*Set task 1*.
In the article on Joule Studio, what are the reusable building blocks defined in Skill Builder called?
*Set task 2*.
Can you rewrite the paragraph of the article on Joule Studio that begins "The difference between this and other AI tools" more briefly, keeping its main facts?
*Set task 3*.
Could you extend the article on Joule Studio, picking up after its final paragraph?

The direction SAP is taking with AI is beginning to reshape how projects are planned, developed, and delivered.
Joule Studio and Skill Builder, introduced under SAP Build, are part of that. Both tools allow consultants and developers to create AI agents and modular components that can take on tasks once handled manually.
But aside from learning and using the tools, what matters is the strategic context: where SAP is going, what this means for implementation work, and how those of us in the SAP field can adapt.
This article looks at how these new tools are changing the day-to-day and long-term aspects of working on SAP systems, to give consultants and developers a broad view that helps them prepare and make informed decisions.
Core Innovations: What Are Joule Studio And Skill Builder?
Joule Studio is a development environment within SAP Build where users can define and deploy AI agents. These agents can handle workflows, connect systems, and support decision-making.
The Skill Builder, which sits inside Joule Studio, is where specific actions or logic are defined as reusable building blocks. These blocks, called skills, can be combined to support a range of business scenarios.
These tools are designed to be used by people who may not be full-time developers.
SAP has leaned heavily into visual interfaces and guided workflows to open the door for more contributors, especially those with process knowledge but limited coding experience.
Developers can still use code when needed, but they’re now working in an environment that prioritises adaptability over depth of code.
The difference between this and other AI tools lies in how deeply it’s tied to SAP’s system knowledge of business processes. Rather than asking users to bring in all the logic themselves, Joule Studio is built on the assumption that the system already knows something about the context. That creates opportunities, but also new limitations, so some contexts will probably still require professional coders.
SAP’s AI Vision And Ecosystem Transformation
At SAP Sapphire 2025, the keynote described their new innovation roadmap as a “flywheel” model.
The idea is that SAP’s applications generate large amounts of business data, that data feeds AI tools, and those tools then influence how the applications behave. The cycle repeats, each loop generating more value from the last.
This cycle depends on everything being connected.
Joule Studio has a role as the interface where users can create the logic that turns data into action. SAP is pushing toward a future where these AI agents become regular parts of how companies run, present not just in the ERP core, but also in related tools like Microsoft 365, through integrations that allow agents to respond across systems.
SAP is responding to how other platforms are making AI available, and trying to keep the environment cohesive without locking users into one way of working. For those working in the SAP space, that means learning to think about the SAP ecosystem as a set of components that talk to each other more freely than they did in the past.
Joule Studio’s Capabilities And Enterprise Applications
From a functional perspective, Joule Studio is a base for building different types of assistants.
Developers and consultants can use it to automate data classification, flag compliance issues, recommend financial strategies, or generate planning simulations. These tasks all depend on connecting SAP’s data with business rules and then giving users a way to act on the results.
The skills defined in Skill Builder make this possible by breaking tasks down into parts that can be mixed and matched. For instance, one skill might fetch data from a planning module, another might analyze it, and a third might recommend next steps. By designing in this way, the system avoids rigid automation scripts and instead supports flexible responses to business situations.

*Material shown*.
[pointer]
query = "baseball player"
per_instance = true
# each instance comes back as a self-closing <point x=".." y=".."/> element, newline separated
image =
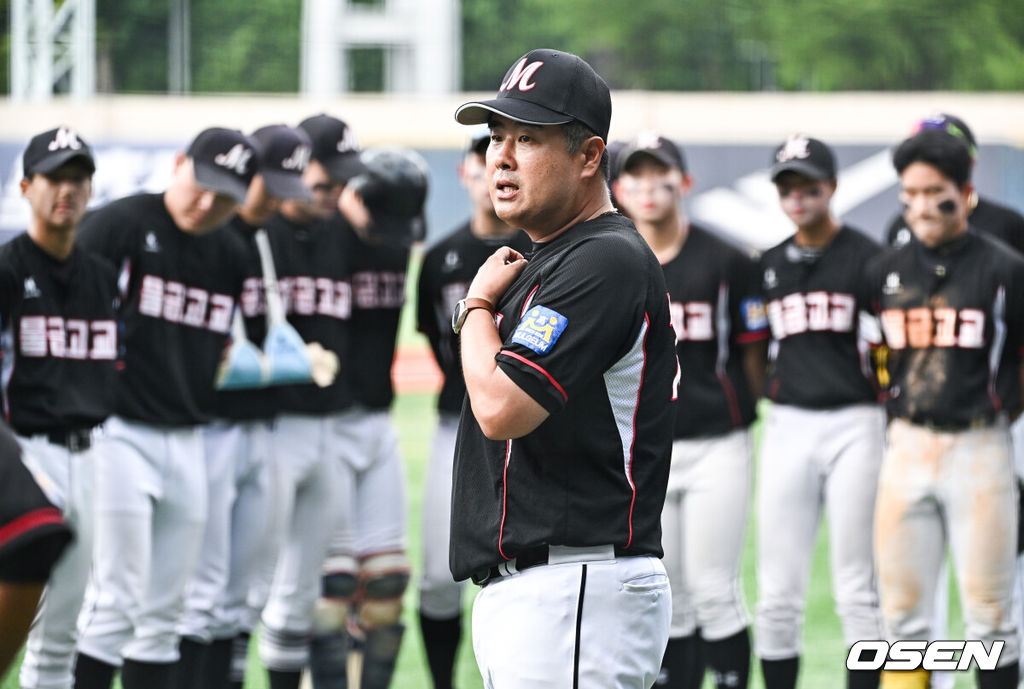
<point x="984" y="214"/>
<point x="59" y="345"/>
<point x="314" y="271"/>
<point x="242" y="529"/>
<point x="448" y="268"/>
<point x="33" y="536"/>
<point x="950" y="306"/>
<point x="367" y="571"/>
<point x="179" y="281"/>
<point x="563" y="448"/>
<point x="822" y="437"/>
<point x="721" y="334"/>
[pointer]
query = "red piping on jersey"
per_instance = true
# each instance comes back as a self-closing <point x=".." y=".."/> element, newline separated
<point x="529" y="299"/>
<point x="633" y="440"/>
<point x="29" y="522"/>
<point x="505" y="493"/>
<point x="753" y="336"/>
<point x="525" y="360"/>
<point x="730" y="395"/>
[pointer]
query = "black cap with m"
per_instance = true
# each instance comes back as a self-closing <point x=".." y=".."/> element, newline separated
<point x="804" y="156"/>
<point x="224" y="161"/>
<point x="54" y="147"/>
<point x="547" y="87"/>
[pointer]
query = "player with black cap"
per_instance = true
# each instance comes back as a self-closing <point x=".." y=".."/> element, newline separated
<point x="313" y="269"/>
<point x="33" y="535"/>
<point x="179" y="276"/>
<point x="985" y="215"/>
<point x="822" y="437"/>
<point x="446" y="271"/>
<point x="951" y="308"/>
<point x="367" y="570"/>
<point x="563" y="448"/>
<point x="242" y="531"/>
<point x="721" y="335"/>
<point x="59" y="345"/>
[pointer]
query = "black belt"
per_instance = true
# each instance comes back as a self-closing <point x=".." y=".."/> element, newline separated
<point x="538" y="555"/>
<point x="954" y="426"/>
<point x="77" y="440"/>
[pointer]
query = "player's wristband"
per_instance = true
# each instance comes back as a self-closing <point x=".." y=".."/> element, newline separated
<point x="463" y="308"/>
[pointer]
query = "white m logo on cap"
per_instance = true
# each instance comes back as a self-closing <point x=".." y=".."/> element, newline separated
<point x="521" y="74"/>
<point x="65" y="138"/>
<point x="237" y="159"/>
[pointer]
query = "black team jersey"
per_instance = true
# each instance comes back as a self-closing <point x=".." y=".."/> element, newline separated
<point x="313" y="270"/>
<point x="378" y="295"/>
<point x="177" y="294"/>
<point x="59" y="338"/>
<point x="716" y="308"/>
<point x="252" y="403"/>
<point x="999" y="221"/>
<point x="952" y="317"/>
<point x="587" y="335"/>
<point x="813" y="299"/>
<point x="448" y="269"/>
<point x="32" y="531"/>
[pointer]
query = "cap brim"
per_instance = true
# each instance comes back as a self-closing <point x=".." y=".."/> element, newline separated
<point x="345" y="166"/>
<point x="213" y="178"/>
<point x="630" y="155"/>
<point x="799" y="167"/>
<point x="286" y="185"/>
<point x="514" y="109"/>
<point x="52" y="162"/>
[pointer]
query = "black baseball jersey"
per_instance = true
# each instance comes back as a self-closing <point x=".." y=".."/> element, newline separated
<point x="312" y="262"/>
<point x="378" y="295"/>
<point x="952" y="318"/>
<point x="813" y="300"/>
<point x="178" y="291"/>
<point x="586" y="334"/>
<point x="999" y="221"/>
<point x="716" y="308"/>
<point x="448" y="269"/>
<point x="59" y="338"/>
<point x="32" y="531"/>
<point x="252" y="403"/>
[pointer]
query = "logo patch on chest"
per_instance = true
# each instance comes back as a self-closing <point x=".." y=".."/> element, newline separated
<point x="540" y="329"/>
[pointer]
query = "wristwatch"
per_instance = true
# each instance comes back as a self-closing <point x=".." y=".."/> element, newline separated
<point x="463" y="308"/>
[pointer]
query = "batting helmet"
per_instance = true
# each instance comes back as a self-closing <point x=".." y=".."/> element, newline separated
<point x="393" y="187"/>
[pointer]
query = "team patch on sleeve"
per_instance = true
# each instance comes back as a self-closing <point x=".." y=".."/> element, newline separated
<point x="754" y="313"/>
<point x="540" y="329"/>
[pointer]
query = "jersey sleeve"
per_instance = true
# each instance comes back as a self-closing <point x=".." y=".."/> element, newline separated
<point x="586" y="314"/>
<point x="747" y="306"/>
<point x="425" y="318"/>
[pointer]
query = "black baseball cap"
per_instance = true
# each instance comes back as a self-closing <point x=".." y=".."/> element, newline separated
<point x="547" y="87"/>
<point x="951" y="125"/>
<point x="650" y="144"/>
<point x="224" y="161"/>
<point x="393" y="187"/>
<point x="49" y="151"/>
<point x="284" y="155"/>
<point x="804" y="156"/>
<point x="334" y="145"/>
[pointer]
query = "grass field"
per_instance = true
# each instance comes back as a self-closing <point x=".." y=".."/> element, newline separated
<point x="822" y="664"/>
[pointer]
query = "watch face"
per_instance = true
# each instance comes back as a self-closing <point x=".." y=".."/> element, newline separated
<point x="459" y="315"/>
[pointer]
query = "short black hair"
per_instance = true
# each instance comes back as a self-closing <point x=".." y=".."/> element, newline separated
<point x="947" y="154"/>
<point x="576" y="133"/>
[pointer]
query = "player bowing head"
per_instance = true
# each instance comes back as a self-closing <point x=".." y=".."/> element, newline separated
<point x="934" y="171"/>
<point x="210" y="179"/>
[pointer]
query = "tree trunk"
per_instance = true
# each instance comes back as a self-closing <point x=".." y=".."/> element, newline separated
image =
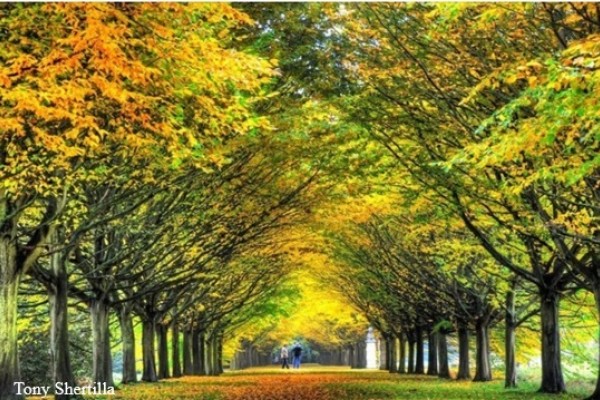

*Right answer 1*.
They are called skills.

*Right answer 2*.
Unlike other AI tools, Joule Studio is closely tied to SAP's system knowledge of business processes. It assumes the system already understands the context instead of making users supply all the logic. This brings opportunities and new limitations, so some contexts will probably still need professional coders.

*Right answer 3*.
That flexibility also changes who is involved in development within SAP landscapes. People in operations, finance, and HR can now be part of the development cycle, not just as stakeholders but as participants. That introduces some risk, particularly around quality control and governance, but it also means development is no longer solely the responsibility of technical teams.
Enhancing Developer Productivity With Joule
Joule Studio’s interface supports a way of working that skips many of the usual steps in project initiation. Rather than writing long design specs or building complex prototypes, a developer can open the studio, define a new agent, drop in a few skills, and test it in a few clicks.
When deeper logic or custom integrations are needed, developers can still use JavaScript or other SAP-supported languages. What’s different is the expectation that development should move faster and that more of it can be packaged as shareable content across projects.
The integration with SAP Build Code also means developers can create full applications, as well as agents.
In some cases, that might mean using Joule to create backend logic and Build Code to define the interface. In others, the agent might be the interface, responding to user queries and prompting actions through natural language.
This kind of development won’t suit every situation, but it reduces the time spent on repeatable work and gives developers more room to focus on things like system architecture, performance tuning, and integration logic that still require expert judgment.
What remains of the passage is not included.